Activity:
Can you reproduce the Brigade-M3 press release below word for word, from its first line to its last?

BRIGADE-M3
25.5.2023 17:31:28 CEST | Business Wire | Press release
Brigade-M3 European Acquisition Corp. (the "Company"), a special purpose acquisition company that was incorporated on 21 April 2021 under the laws of the Cayman Islands as an exempted company with limited liability and is listed on Euronext Amsterdam, the regulated market operated by Euronext Amsterdam N.V. ("Euronext Amsterdam"), today announces that it will not conclude a business combination before its business combination deadline on 14 June 2023 (the "Business Combination Deadline"). Therefore, the board of directors of the Company (the "Board") resolved to initiate the redemption of all listed unit shares and ordinary shares in the share capital of Company (the "Units" and "Ordinary Shares", respectively) following the Business Combination Deadline in accordance with the terms and conditions for the redemption of the Units and Ordinary Shares in the Company's articles of association and as disclosed in the Company's IPO prospectus dated 8 December 2021 (the "Prospectus").

Records shown:
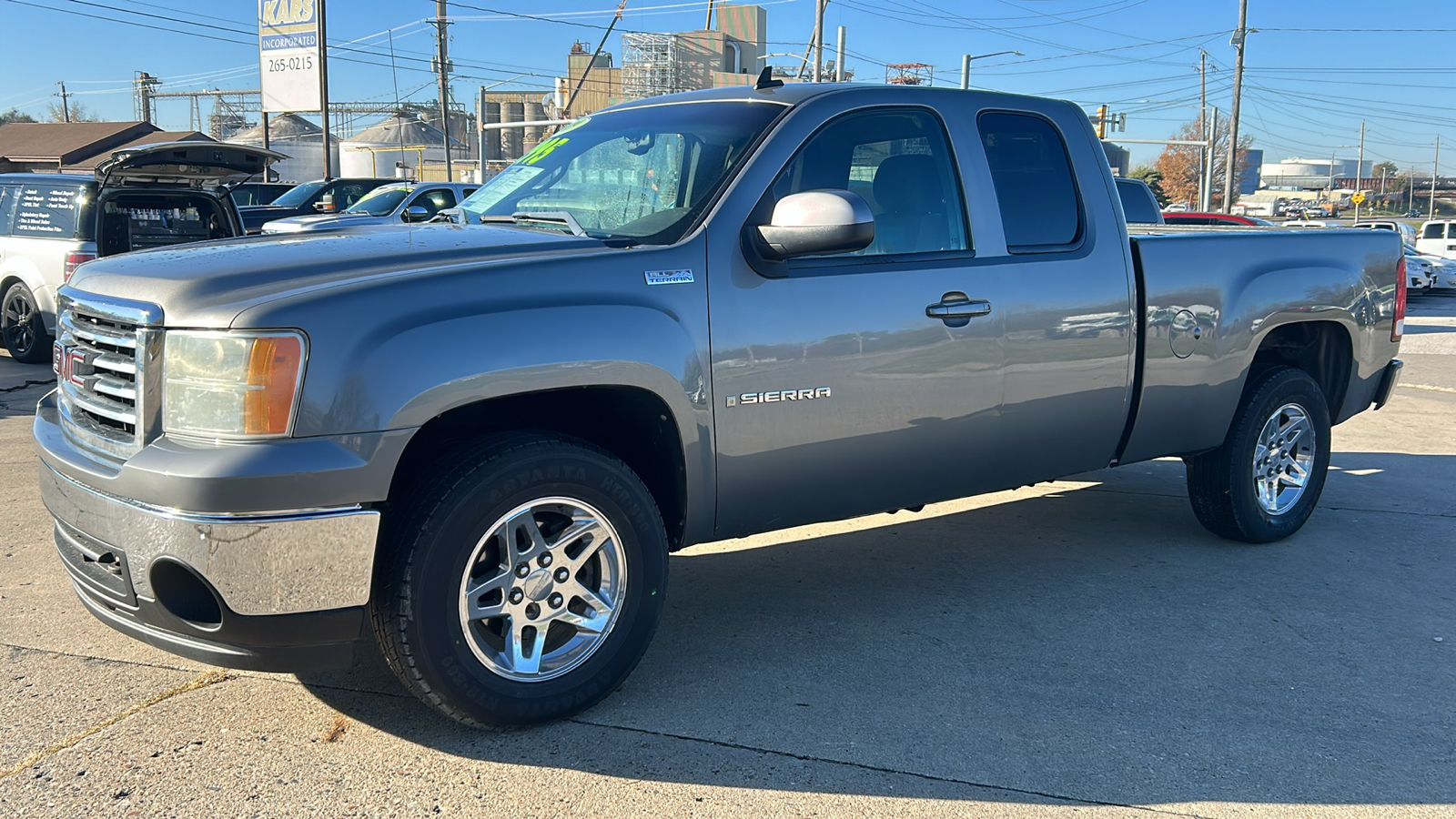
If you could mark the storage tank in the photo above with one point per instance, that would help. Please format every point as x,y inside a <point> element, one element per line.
<point>535,113</point>
<point>395,147</point>
<point>296,137</point>
<point>511,138</point>
<point>491,138</point>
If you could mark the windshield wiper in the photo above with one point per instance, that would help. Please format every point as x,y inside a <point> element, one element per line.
<point>555,219</point>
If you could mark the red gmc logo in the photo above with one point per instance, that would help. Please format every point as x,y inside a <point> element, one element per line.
<point>67,365</point>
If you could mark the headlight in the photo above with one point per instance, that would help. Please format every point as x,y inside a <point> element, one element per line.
<point>230,385</point>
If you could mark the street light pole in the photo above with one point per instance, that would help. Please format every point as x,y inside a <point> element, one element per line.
<point>966,65</point>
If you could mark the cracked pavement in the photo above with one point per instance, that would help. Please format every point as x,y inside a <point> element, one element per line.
<point>1081,647</point>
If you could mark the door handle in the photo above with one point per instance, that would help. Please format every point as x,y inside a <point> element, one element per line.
<point>957,309</point>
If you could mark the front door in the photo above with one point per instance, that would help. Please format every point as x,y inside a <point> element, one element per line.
<point>834,392</point>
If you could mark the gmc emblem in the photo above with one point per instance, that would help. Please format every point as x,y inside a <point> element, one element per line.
<point>67,365</point>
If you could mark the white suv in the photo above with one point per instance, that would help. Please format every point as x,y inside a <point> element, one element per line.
<point>142,197</point>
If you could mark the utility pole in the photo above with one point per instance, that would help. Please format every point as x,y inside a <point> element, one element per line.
<point>1205,179</point>
<point>1436,171</point>
<point>1230,177</point>
<point>1213,131</point>
<point>66,106</point>
<point>819,40</point>
<point>839,57</point>
<point>443,70</point>
<point>1360,167</point>
<point>324,89</point>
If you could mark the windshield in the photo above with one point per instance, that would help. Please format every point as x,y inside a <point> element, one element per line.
<point>298,196</point>
<point>380,201</point>
<point>638,174</point>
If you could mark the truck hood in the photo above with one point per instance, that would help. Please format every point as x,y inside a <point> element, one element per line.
<point>208,285</point>
<point>324,222</point>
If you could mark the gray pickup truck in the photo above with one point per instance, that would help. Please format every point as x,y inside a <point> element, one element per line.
<point>681,319</point>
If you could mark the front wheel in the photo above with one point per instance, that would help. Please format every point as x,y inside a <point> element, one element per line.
<point>521,583</point>
<point>24,327</point>
<point>1267,477</point>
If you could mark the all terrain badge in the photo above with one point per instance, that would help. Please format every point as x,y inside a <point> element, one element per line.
<point>669,276</point>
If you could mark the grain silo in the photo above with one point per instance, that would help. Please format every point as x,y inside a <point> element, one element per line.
<point>399,146</point>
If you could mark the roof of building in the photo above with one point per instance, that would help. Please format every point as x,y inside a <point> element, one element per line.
<point>66,142</point>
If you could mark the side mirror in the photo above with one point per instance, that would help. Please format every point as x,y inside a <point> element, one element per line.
<point>817,222</point>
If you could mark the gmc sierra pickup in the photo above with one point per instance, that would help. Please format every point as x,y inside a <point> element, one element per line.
<point>679,319</point>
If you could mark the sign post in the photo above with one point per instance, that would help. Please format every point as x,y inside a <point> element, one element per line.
<point>291,62</point>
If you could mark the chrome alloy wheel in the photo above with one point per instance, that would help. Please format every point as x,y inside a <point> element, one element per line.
<point>1283,458</point>
<point>542,589</point>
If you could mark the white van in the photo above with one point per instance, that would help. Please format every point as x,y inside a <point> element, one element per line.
<point>1438,238</point>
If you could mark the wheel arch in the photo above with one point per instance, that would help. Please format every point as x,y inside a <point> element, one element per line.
<point>632,423</point>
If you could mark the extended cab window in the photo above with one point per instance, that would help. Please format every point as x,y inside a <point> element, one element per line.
<point>900,164</point>
<point>1034,184</point>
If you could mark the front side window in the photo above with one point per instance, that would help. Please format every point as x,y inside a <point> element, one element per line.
<point>900,164</point>
<point>1034,186</point>
<point>641,174</point>
<point>380,201</point>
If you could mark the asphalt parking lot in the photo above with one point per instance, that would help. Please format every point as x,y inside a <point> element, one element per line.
<point>1079,647</point>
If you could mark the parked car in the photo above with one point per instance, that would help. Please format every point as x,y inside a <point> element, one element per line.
<point>140,197</point>
<point>310,197</point>
<point>1438,238</point>
<point>251,194</point>
<point>1216,219</point>
<point>388,205</point>
<point>688,318</point>
<point>1405,230</point>
<point>1420,270</point>
<point>1139,203</point>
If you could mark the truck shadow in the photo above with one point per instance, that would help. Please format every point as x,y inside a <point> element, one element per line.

Exercise answer:
BRIGADE-M3
25.5.2023 17:31:28 CEST | Business Wire | Press release
Brigade-M3 European Acquisition Corp. (the "Company"), a special purpose acquisition company that was incorporated on 21 April 2021 under the laws of the Cayman Islands as an exempted company with limited liability and is listed on Euronext Amsterdam, the regulated market operated by Euronext Amsterdam N.V. ("Euronext Amsterdam"), today announces that it will not conclude a business combination before its business combination deadline on 14 June 2023 (the "Business Combination Deadline"). Therefore, the board of directors of the Company (the "Board") resolved to initiate the redemption of all listed unit shares and ordinary shares in the share capital of Company (the "Units" and "Ordinary Shares", respectively) following the Business Combination Deadline in accordance with the terms and conditions for the redemption of the Units and Ordinary Shares in the Company's articles of association and as disclosed in the Company's IPO prospectus dated 8 December 2021 (the "Prospectus").